[[ Given data open ]]

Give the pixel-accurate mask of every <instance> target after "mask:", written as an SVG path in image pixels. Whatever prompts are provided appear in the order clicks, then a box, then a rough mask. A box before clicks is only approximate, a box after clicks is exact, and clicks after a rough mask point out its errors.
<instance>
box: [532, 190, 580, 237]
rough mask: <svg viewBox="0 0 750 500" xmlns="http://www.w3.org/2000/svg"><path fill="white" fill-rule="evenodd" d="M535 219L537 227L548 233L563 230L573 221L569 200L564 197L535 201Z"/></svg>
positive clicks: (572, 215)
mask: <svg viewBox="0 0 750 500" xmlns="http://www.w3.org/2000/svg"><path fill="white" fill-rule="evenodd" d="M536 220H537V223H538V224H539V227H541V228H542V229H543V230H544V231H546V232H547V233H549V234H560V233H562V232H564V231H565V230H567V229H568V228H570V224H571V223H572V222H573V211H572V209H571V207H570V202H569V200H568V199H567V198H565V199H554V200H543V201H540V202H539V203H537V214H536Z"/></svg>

[[ Given data closed ]]

● **Work item**:
Nothing is to be left out: set down all the records again exactly.

● **Answer area**:
Give the pixel-accurate mask of every <instance> target after "mask:", written as an SVG path in image pixels. Whatever prompts are provided appear in the order clicks, then a box, then a rough mask. A box before clicks is only approximate, a box after clicks is exact, and clicks after a rough mask point out its errors.
<instance>
box: [532, 190, 580, 237]
rough mask: <svg viewBox="0 0 750 500" xmlns="http://www.w3.org/2000/svg"><path fill="white" fill-rule="evenodd" d="M535 219L537 227L548 233L563 230L573 221L569 200L564 197L535 201Z"/></svg>
positive clicks: (572, 215)
mask: <svg viewBox="0 0 750 500" xmlns="http://www.w3.org/2000/svg"><path fill="white" fill-rule="evenodd" d="M536 220H537V223H538V224H539V227H541V228H542V229H543V230H544V231H546V232H547V233H549V234H560V233H562V232H564V231H565V230H567V229H568V228H570V224H571V223H572V222H573V211H572V209H571V207H570V202H569V200H568V199H567V198H565V199H554V200H543V201H540V202H539V203H537V214H536Z"/></svg>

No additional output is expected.